> [Text-to-region grounding data]
########################################

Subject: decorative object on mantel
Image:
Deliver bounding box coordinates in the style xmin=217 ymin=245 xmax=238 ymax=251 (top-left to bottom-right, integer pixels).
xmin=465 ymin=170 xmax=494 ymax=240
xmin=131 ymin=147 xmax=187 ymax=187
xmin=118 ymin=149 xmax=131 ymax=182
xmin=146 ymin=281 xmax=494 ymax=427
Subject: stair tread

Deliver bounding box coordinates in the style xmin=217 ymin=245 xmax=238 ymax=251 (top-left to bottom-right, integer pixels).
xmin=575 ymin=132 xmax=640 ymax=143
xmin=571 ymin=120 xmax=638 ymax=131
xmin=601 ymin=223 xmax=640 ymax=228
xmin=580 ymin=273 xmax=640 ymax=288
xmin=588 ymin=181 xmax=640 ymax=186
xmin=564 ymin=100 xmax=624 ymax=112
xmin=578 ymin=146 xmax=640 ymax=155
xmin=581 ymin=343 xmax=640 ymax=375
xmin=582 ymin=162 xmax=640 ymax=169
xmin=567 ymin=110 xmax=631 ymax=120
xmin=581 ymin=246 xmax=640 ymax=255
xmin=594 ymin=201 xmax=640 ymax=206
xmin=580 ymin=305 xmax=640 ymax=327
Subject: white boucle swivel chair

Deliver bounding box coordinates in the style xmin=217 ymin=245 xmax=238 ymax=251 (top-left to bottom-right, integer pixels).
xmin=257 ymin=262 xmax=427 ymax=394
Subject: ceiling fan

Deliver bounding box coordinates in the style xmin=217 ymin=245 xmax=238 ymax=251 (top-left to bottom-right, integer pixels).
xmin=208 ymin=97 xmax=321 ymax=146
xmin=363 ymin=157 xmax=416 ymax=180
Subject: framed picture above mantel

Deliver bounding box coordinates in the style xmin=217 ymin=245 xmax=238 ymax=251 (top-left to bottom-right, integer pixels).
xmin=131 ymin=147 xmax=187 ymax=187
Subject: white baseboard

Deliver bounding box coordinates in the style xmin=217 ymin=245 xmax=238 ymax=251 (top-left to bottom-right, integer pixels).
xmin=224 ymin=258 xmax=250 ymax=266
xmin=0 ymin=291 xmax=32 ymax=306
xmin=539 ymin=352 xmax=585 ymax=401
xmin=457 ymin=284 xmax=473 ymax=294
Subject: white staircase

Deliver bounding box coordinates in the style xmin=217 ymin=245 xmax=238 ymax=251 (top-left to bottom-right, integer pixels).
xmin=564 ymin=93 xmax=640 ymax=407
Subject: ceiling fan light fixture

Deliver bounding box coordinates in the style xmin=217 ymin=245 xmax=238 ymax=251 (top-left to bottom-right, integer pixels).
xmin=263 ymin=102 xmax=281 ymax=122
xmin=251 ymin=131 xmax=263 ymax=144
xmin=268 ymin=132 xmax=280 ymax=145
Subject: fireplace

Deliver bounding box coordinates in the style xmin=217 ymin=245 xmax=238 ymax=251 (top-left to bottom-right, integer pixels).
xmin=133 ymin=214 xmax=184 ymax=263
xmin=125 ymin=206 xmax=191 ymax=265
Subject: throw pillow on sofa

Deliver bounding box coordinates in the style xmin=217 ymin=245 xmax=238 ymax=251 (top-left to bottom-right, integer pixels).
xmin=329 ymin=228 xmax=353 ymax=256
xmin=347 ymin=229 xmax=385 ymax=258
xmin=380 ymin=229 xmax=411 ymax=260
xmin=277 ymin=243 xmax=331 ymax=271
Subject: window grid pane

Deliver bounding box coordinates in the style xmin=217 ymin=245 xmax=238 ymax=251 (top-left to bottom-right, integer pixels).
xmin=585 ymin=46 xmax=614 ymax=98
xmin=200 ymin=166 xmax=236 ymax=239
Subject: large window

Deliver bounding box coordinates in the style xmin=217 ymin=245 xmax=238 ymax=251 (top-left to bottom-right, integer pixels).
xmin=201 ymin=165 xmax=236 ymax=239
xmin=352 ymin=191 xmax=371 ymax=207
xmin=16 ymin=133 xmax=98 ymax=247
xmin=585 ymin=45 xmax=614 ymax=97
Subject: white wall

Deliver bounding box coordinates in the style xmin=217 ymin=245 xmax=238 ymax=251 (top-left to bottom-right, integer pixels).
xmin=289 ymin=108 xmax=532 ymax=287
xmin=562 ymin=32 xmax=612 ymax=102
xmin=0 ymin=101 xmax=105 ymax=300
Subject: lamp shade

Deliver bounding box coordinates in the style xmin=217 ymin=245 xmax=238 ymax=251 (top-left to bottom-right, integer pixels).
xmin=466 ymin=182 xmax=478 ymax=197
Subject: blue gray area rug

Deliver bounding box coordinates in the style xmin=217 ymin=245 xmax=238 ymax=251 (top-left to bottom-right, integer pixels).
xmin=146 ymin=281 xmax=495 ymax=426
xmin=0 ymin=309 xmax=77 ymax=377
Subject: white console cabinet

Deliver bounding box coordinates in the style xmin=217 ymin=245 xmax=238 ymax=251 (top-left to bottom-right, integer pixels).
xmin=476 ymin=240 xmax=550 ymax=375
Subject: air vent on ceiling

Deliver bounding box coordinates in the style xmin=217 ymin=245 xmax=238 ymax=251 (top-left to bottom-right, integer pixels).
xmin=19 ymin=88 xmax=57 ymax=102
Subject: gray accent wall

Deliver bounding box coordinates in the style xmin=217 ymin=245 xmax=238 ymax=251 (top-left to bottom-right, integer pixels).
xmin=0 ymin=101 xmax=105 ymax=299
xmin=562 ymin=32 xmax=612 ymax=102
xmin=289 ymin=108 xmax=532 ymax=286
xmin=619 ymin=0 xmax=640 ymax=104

########################################

> [Work required] From the entries above, say how many lines contain "ceiling". Only the number is wanted.

> [Response below] 3